**Records shown:**

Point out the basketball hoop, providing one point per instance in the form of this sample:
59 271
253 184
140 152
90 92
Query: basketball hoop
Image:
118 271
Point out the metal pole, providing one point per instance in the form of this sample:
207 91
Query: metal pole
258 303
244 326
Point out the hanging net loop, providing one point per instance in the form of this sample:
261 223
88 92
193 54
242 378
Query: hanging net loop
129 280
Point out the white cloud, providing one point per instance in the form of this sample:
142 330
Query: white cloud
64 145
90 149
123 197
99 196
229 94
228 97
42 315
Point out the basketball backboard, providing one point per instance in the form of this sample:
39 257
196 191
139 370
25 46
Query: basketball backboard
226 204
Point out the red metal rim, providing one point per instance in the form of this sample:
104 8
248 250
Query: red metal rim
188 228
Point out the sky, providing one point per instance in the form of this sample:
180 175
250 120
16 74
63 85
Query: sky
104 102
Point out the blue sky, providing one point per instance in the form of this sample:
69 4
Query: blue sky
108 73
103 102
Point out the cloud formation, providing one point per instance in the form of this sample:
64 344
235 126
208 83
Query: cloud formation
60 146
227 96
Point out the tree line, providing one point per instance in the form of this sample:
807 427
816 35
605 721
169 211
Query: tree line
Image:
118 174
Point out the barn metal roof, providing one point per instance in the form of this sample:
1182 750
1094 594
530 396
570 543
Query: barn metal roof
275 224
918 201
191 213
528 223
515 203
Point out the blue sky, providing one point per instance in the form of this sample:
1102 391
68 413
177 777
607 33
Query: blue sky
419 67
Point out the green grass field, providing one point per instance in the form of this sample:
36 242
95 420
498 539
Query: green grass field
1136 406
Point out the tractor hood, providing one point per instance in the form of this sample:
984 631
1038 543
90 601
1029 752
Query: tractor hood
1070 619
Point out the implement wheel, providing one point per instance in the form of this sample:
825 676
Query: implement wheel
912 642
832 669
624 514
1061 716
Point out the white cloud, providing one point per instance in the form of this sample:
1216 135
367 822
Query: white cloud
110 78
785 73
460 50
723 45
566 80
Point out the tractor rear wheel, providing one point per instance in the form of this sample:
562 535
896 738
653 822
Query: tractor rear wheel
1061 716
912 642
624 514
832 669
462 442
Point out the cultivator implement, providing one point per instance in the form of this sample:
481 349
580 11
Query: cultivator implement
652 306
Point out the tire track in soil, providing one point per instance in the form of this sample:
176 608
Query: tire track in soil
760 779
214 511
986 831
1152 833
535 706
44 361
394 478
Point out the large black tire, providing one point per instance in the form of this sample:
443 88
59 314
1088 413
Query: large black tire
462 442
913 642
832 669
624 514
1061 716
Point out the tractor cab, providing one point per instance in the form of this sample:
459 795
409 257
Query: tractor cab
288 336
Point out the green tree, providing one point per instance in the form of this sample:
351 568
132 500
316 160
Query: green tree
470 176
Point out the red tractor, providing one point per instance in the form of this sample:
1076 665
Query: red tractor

**Your instructions:**
Copy every one of the lines above verbatim, without altering any word or number.

**Output of the task:**
Point out the basketball hoop, providing one point per instance in the form of this sample:
59 271
253 184
140 152
90 92
Query: basketball hoop
Image:
118 271
Point out the metal pole, providing one point per instance in the form of this sample:
207 91
Query: metal pole
258 303
244 326
Point out the hanging net loop, providing one point per instance in the form of this sample:
261 223
88 92
193 54
242 378
Query: hanging net loop
129 280
Point out the white cloud, providing one point per instance in the form of this sample:
142 330
Query: white cloud
64 145
90 149
123 197
99 196
229 94
228 97
42 315
Point out the basketball backboard, providing one point per instance in the form of this sample:
39 257
196 191
139 370
25 46
Query: basketball backboard
226 204
Point out the red metal rim, providing one point per instance in the form of this sample:
104 8
248 250
Query: red metal rim
188 228
Point out the sky, providing one point per instance in the form of this sample:
180 175
250 120
16 74
63 85
Query: sky
104 102
Point out the blue sky, providing one point per instance in the form of this sample:
69 4
Query: blue sky
108 73
103 102
Point out the cloud formation, providing one point per instance in the form of this sample:
64 344
235 126
208 83
Query: cloud formation
60 146
227 96
Point out the tree line, providing one point per instance in the form of this sample:
807 427
816 35
605 721
169 211
Query: tree line
Image:
118 174
Point out the barn metal roof, providing one point per instance in the form of this sample:
1182 750
1094 594
530 396
570 543
Query: barn metal roof
275 224
918 201
191 213
528 223
515 203
Point out the blue sky, providing one point per instance in the form of this sample:
1102 391
68 413
177 777
607 33
Query: blue sky
419 67
Point out the green grass field, providing one point per instance in the form of this sample:
36 242
95 420
498 539
Query: green grass field
1136 406
Point out the tractor hood, providing one point per instance in the form of this sample:
984 631
1038 543
90 601
1029 752
Query: tractor hood
1070 619
Point out the implement wheel, providing one point per instance in the form of this sample:
825 676
Query: implement wheel
912 642
832 669
624 514
1061 716
Point out the white cloud, providing one point per instance in the form of this sample:
1216 135
367 822
Query: white cloud
110 78
785 73
460 50
723 45
566 80
Point out the tractor rear wheel, providing one point per instance in the form of this sample:
562 535
896 738
653 822
Query: tractor rear wheel
1061 716
912 642
624 514
832 669
462 442
Point out the cultivator implement, providing one point per instance in the form of this sample:
481 349
580 11
Query: cultivator implement
652 306
Point out the tire track in soil, providing one point per instance in the form of this sample:
176 608
Query: tire track in soil
760 779
214 511
986 831
1152 833
535 706
44 361
394 478
Point out the large black tire, providing one point per instance in the form of this sample:
443 88
59 314
1088 413
Query: large black tire
462 442
913 642
832 669
624 514
1061 716
Point out the tractor cab, providing one point per instance in the form of this sample:
459 795
409 257
Query: tractor cab
288 336
Point out the green tree, providing one point per instance in the form of this sample:
351 568
132 500
316 160
Query: green tree
470 176
Point out the red tractor, providing one point per instance in the form of this sample:
1076 665
Query: red tractor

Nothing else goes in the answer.